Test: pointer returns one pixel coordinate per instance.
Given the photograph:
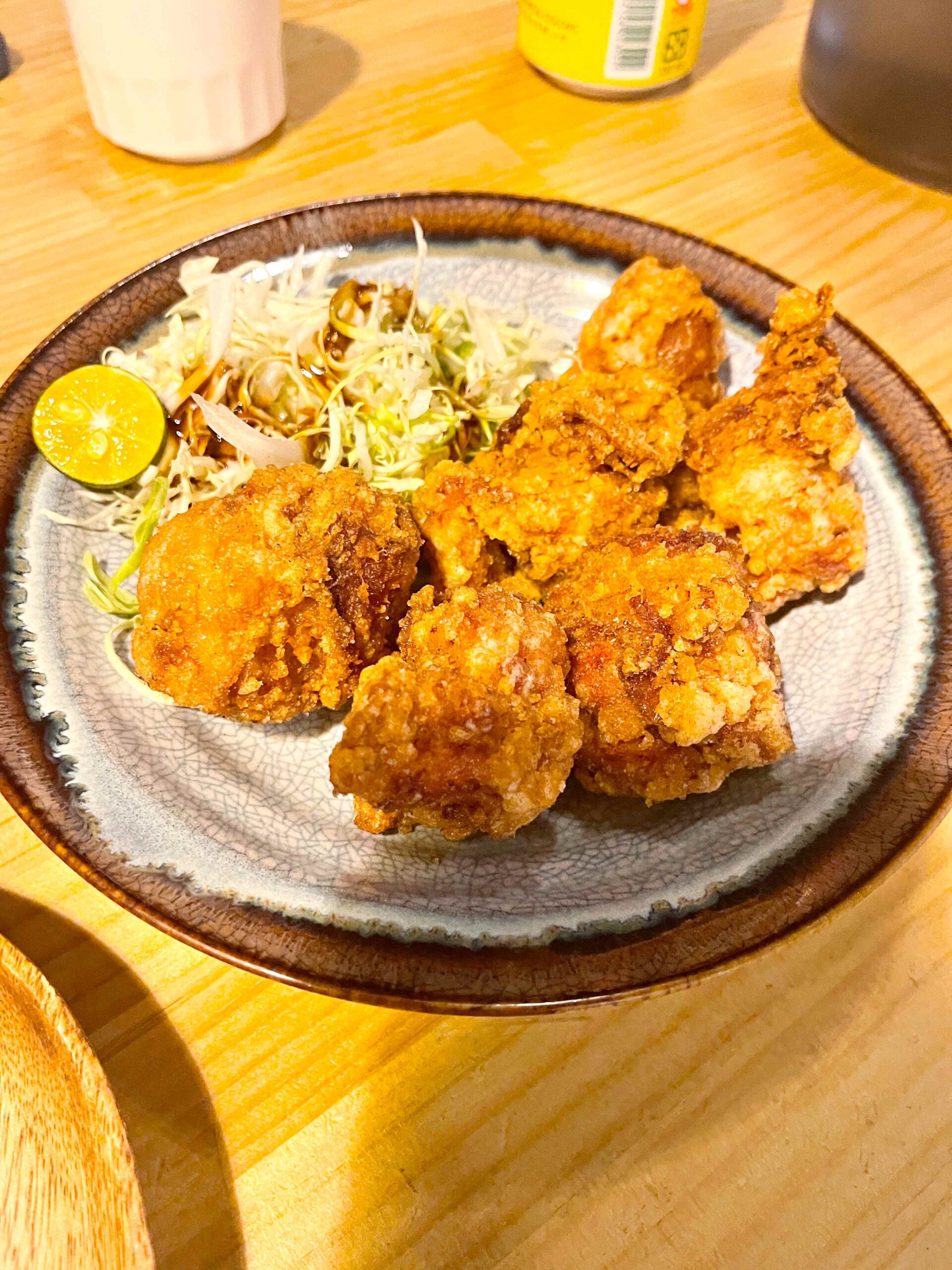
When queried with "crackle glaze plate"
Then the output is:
(229, 836)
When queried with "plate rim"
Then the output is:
(437, 977)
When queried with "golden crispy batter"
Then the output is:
(577, 465)
(771, 460)
(469, 728)
(659, 319)
(271, 601)
(676, 671)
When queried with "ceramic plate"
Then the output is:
(229, 835)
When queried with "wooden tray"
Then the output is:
(69, 1196)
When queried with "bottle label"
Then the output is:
(633, 41)
(625, 44)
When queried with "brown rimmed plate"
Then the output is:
(229, 837)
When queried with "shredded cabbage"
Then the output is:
(366, 375)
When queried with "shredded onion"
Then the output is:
(262, 450)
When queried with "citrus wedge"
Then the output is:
(99, 425)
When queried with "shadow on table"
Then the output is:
(583, 1139)
(729, 27)
(318, 66)
(179, 1153)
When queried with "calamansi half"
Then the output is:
(99, 425)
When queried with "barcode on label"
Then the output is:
(631, 46)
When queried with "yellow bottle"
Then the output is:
(611, 48)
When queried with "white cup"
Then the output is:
(187, 80)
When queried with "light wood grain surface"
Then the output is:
(69, 1194)
(796, 1112)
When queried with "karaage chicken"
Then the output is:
(770, 463)
(270, 602)
(577, 465)
(662, 320)
(674, 668)
(469, 728)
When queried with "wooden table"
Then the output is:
(794, 1113)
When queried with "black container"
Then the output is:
(879, 75)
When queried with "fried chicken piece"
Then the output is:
(771, 460)
(577, 465)
(662, 320)
(469, 728)
(676, 670)
(268, 602)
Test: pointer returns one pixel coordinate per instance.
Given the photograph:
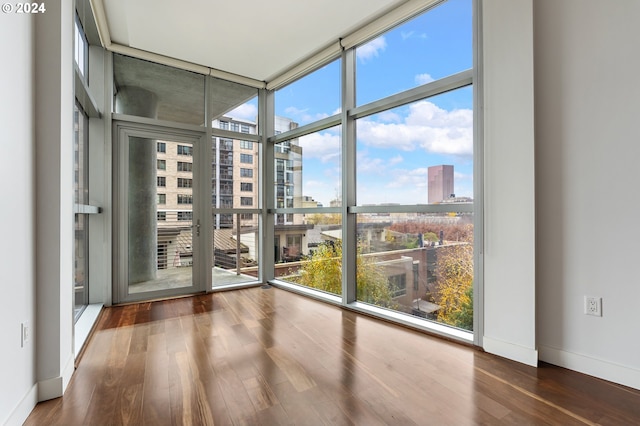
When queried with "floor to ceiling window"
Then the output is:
(386, 210)
(354, 181)
(81, 178)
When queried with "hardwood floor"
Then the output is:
(270, 357)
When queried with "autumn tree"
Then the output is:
(323, 271)
(454, 284)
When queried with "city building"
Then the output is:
(539, 164)
(440, 183)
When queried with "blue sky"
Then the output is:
(394, 148)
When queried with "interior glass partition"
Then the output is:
(236, 156)
(81, 222)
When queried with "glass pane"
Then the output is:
(313, 97)
(431, 46)
(401, 152)
(308, 170)
(81, 264)
(418, 264)
(308, 251)
(81, 196)
(160, 215)
(233, 102)
(236, 253)
(234, 175)
(151, 90)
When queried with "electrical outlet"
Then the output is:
(25, 333)
(593, 306)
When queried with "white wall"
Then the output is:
(17, 142)
(588, 198)
(54, 198)
(509, 180)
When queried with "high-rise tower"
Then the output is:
(440, 183)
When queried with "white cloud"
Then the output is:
(412, 34)
(426, 127)
(302, 116)
(244, 112)
(389, 117)
(324, 146)
(396, 160)
(371, 49)
(424, 78)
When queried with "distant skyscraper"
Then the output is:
(440, 183)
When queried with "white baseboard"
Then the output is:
(601, 369)
(510, 351)
(55, 387)
(24, 408)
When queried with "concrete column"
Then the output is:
(143, 226)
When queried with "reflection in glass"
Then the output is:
(425, 262)
(397, 149)
(152, 90)
(301, 101)
(81, 196)
(160, 215)
(308, 171)
(308, 251)
(435, 44)
(236, 253)
(233, 104)
(234, 177)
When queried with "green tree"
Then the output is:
(323, 271)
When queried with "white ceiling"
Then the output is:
(259, 39)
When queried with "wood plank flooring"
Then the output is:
(270, 357)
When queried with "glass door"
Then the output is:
(158, 226)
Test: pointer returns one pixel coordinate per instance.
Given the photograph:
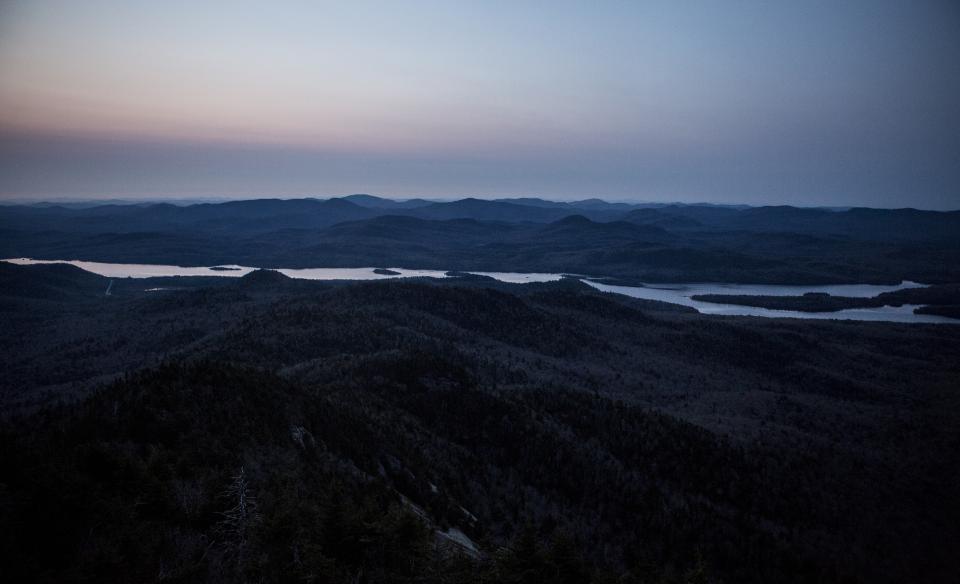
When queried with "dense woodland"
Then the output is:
(268, 430)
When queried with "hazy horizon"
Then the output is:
(816, 104)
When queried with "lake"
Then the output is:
(673, 293)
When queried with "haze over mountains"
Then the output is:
(664, 243)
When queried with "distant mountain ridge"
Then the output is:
(642, 242)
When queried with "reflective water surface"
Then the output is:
(674, 293)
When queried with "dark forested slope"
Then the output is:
(465, 430)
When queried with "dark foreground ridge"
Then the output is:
(267, 429)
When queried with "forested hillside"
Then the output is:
(264, 429)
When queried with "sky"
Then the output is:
(842, 103)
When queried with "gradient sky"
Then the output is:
(806, 103)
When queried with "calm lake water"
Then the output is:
(674, 293)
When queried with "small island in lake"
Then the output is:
(942, 300)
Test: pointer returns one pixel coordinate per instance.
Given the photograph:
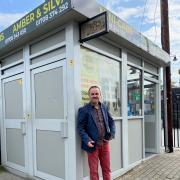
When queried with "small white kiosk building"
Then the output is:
(46, 67)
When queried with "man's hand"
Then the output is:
(90, 143)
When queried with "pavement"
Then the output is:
(165, 166)
(4, 175)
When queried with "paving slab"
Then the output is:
(4, 175)
(165, 166)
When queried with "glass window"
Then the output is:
(134, 92)
(149, 98)
(97, 69)
(146, 74)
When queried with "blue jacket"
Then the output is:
(87, 127)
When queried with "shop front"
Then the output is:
(45, 73)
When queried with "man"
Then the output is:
(96, 127)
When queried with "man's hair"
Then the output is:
(94, 86)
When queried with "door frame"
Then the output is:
(20, 123)
(36, 123)
(157, 123)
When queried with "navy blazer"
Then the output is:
(88, 129)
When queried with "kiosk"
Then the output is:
(48, 60)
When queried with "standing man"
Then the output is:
(96, 127)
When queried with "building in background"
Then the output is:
(49, 58)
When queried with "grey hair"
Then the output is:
(94, 86)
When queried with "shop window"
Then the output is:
(134, 88)
(146, 74)
(149, 98)
(97, 69)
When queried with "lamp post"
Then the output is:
(167, 77)
(179, 77)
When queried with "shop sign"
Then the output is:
(46, 12)
(94, 27)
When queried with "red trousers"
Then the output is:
(102, 154)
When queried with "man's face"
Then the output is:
(94, 95)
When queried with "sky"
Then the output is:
(143, 15)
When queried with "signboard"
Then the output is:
(46, 12)
(94, 27)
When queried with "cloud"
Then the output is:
(7, 19)
(151, 25)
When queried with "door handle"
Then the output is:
(23, 128)
(64, 129)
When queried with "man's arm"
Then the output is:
(111, 125)
(81, 125)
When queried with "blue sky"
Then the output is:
(143, 15)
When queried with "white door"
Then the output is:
(150, 116)
(14, 122)
(50, 121)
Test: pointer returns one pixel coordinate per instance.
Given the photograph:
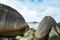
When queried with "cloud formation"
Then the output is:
(35, 10)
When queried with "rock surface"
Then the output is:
(44, 28)
(12, 23)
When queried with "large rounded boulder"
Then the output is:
(12, 23)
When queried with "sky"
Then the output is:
(35, 10)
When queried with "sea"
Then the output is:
(33, 25)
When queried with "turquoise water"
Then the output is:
(33, 25)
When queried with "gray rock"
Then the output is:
(54, 35)
(12, 23)
(44, 28)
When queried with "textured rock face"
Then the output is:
(44, 27)
(11, 22)
(54, 34)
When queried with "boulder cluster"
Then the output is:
(14, 27)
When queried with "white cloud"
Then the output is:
(34, 11)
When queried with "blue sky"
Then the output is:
(35, 10)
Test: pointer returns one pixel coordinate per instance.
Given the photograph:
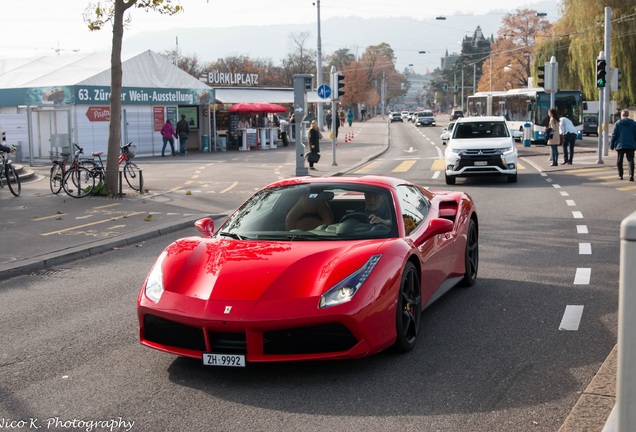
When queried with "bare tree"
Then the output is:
(97, 16)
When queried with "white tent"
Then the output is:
(146, 69)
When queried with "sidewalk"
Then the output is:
(41, 227)
(42, 246)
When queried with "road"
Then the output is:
(513, 353)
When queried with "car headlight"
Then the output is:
(347, 288)
(154, 283)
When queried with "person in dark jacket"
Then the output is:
(624, 142)
(314, 141)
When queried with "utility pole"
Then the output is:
(319, 71)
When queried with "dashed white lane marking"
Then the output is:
(571, 318)
(582, 276)
(585, 248)
(581, 229)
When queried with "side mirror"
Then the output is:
(205, 226)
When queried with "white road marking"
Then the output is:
(585, 248)
(571, 318)
(582, 276)
(581, 229)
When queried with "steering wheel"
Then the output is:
(359, 216)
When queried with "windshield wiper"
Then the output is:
(231, 235)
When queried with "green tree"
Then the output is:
(114, 12)
(577, 39)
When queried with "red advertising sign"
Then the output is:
(98, 113)
(157, 113)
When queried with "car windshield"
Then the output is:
(309, 212)
(484, 129)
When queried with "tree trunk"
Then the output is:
(114, 132)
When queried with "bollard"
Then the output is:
(527, 134)
(626, 372)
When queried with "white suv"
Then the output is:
(481, 146)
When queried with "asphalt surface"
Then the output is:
(37, 230)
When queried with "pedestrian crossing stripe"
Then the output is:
(404, 166)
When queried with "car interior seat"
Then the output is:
(308, 213)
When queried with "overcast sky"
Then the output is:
(36, 27)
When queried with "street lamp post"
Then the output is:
(319, 69)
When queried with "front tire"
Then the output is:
(471, 255)
(13, 180)
(409, 310)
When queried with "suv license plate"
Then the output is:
(231, 360)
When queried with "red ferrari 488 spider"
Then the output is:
(310, 268)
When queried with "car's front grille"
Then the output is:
(309, 340)
(479, 152)
(166, 332)
(227, 343)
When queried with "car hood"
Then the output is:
(223, 269)
(477, 144)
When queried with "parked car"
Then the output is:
(590, 124)
(396, 116)
(455, 114)
(301, 272)
(424, 118)
(446, 133)
(481, 146)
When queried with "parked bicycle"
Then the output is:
(59, 169)
(132, 173)
(9, 174)
(77, 181)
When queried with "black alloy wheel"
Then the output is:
(409, 310)
(471, 255)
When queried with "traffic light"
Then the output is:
(338, 79)
(545, 77)
(601, 80)
(616, 78)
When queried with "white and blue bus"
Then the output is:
(521, 106)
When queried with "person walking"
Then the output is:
(314, 144)
(568, 138)
(168, 134)
(554, 135)
(183, 131)
(624, 142)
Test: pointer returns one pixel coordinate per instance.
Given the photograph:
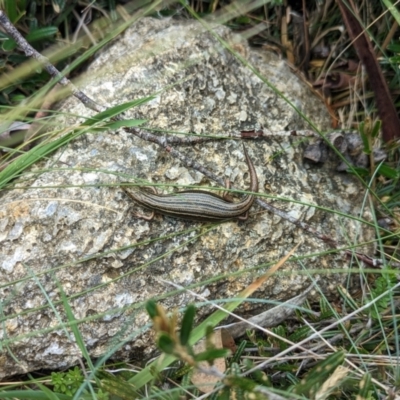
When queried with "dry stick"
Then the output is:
(163, 141)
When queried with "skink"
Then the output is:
(197, 205)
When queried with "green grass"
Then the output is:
(348, 349)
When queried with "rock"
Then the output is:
(68, 227)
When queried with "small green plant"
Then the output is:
(67, 382)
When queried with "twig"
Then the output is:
(163, 141)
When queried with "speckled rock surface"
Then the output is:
(67, 226)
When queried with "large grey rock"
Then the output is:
(66, 225)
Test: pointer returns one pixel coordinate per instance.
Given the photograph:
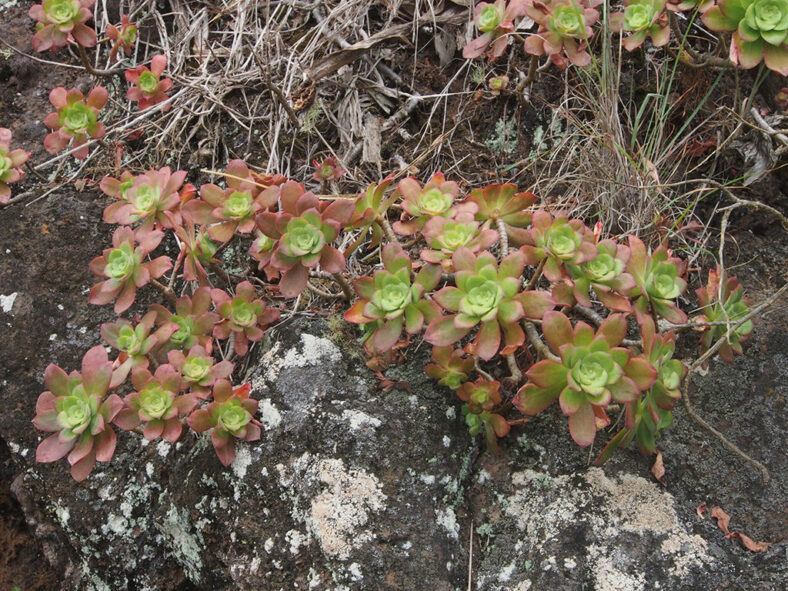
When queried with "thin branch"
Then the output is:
(702, 359)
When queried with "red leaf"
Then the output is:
(748, 542)
(723, 519)
(658, 469)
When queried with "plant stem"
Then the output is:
(347, 289)
(166, 291)
(701, 360)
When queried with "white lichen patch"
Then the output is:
(313, 351)
(359, 420)
(448, 520)
(546, 507)
(241, 463)
(7, 302)
(270, 416)
(185, 545)
(337, 516)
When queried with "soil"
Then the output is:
(45, 247)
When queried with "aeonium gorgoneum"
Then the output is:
(77, 409)
(593, 370)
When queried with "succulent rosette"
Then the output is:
(592, 371)
(122, 38)
(564, 28)
(199, 370)
(444, 236)
(559, 242)
(495, 22)
(487, 294)
(390, 301)
(61, 20)
(369, 213)
(242, 316)
(149, 199)
(491, 424)
(760, 31)
(658, 281)
(148, 88)
(642, 19)
(232, 209)
(157, 404)
(504, 203)
(134, 343)
(651, 412)
(231, 416)
(304, 230)
(722, 300)
(77, 409)
(194, 319)
(327, 170)
(75, 119)
(10, 164)
(420, 204)
(605, 273)
(125, 268)
(451, 367)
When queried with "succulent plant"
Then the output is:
(369, 213)
(605, 273)
(10, 163)
(495, 21)
(75, 119)
(125, 268)
(243, 316)
(451, 367)
(760, 31)
(642, 19)
(444, 236)
(234, 208)
(134, 343)
(658, 280)
(564, 28)
(198, 370)
(304, 230)
(503, 202)
(77, 409)
(148, 88)
(389, 301)
(559, 242)
(327, 170)
(149, 199)
(420, 204)
(497, 84)
(721, 301)
(157, 404)
(122, 38)
(231, 416)
(487, 294)
(591, 372)
(651, 412)
(61, 20)
(194, 319)
(492, 424)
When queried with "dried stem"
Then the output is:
(702, 359)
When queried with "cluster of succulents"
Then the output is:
(563, 28)
(479, 279)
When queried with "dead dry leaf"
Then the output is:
(723, 519)
(658, 469)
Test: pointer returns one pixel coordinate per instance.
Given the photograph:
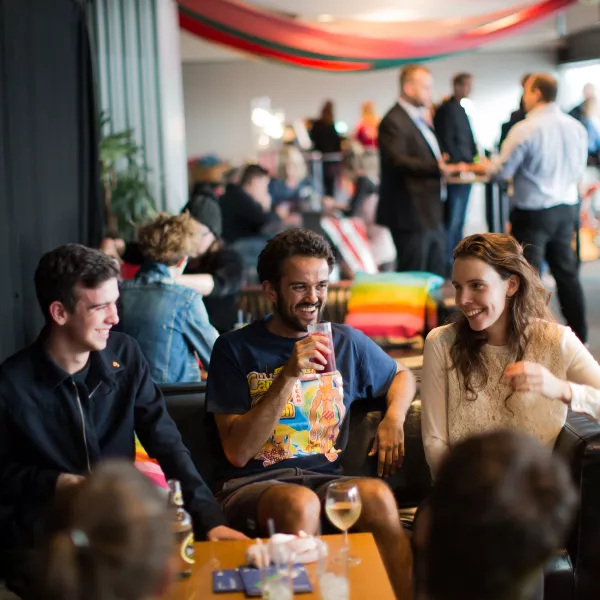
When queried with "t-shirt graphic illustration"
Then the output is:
(310, 422)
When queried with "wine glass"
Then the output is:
(343, 506)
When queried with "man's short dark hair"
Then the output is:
(501, 506)
(252, 172)
(461, 78)
(62, 269)
(408, 72)
(547, 85)
(293, 242)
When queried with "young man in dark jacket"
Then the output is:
(74, 398)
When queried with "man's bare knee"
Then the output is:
(379, 508)
(293, 508)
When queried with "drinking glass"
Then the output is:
(324, 329)
(343, 506)
(277, 571)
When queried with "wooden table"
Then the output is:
(368, 580)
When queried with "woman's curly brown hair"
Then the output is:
(170, 238)
(505, 255)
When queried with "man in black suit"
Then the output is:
(456, 140)
(412, 176)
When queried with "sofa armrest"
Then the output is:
(579, 444)
(411, 483)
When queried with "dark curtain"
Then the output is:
(49, 172)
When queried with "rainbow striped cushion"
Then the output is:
(393, 305)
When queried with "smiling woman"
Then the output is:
(504, 362)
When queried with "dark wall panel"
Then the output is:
(49, 176)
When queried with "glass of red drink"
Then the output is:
(324, 329)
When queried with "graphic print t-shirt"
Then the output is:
(245, 363)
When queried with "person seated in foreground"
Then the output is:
(279, 414)
(501, 507)
(109, 537)
(291, 190)
(504, 362)
(74, 398)
(169, 321)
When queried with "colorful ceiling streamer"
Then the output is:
(340, 48)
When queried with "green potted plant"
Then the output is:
(127, 198)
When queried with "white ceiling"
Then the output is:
(542, 35)
(393, 9)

□ □ □

▶ _Problem requirements_
Return the line that contains "man in dark" and all lines after it, verbatim, and nothing else.

▶ _Result_
When queried with "young man in dark jacket"
Then the output is:
(74, 398)
When queried with "man's bare knee"
Then the output is:
(379, 508)
(293, 508)
When queried with "drinking glass"
Then the output is:
(324, 329)
(343, 506)
(277, 571)
When queried with "wooden table"
Then the output is:
(368, 580)
When queried with "woman's curly brown hair"
Then the output is:
(170, 238)
(505, 255)
When queried with "man in black suit"
Then the output is:
(456, 140)
(412, 176)
When queried with "sofa armrest"
Then the output is:
(579, 444)
(411, 483)
When queried with "dark curtain"
Then the output is:
(49, 172)
When queried with "rainbow striped cushion"
Then the output is:
(393, 305)
When queried with "smiling woman"
Then the output is:
(504, 362)
When queried with "dark wall panel"
Then the output is:
(49, 176)
When queried with "glass of red drink"
Then the output is:
(324, 329)
When queried with "graphic print t-shirt"
Then the output is:
(245, 363)
When queried with "person seated in foreground"
Then the output is:
(279, 414)
(501, 507)
(109, 537)
(291, 190)
(504, 362)
(74, 398)
(169, 321)
When queried with "colorful ceiling streamer"
Then the output is:
(340, 48)
When queried with "green potted plant"
Then the output is:
(127, 198)
When queried with "white ceiling"
Then the output is:
(542, 35)
(393, 9)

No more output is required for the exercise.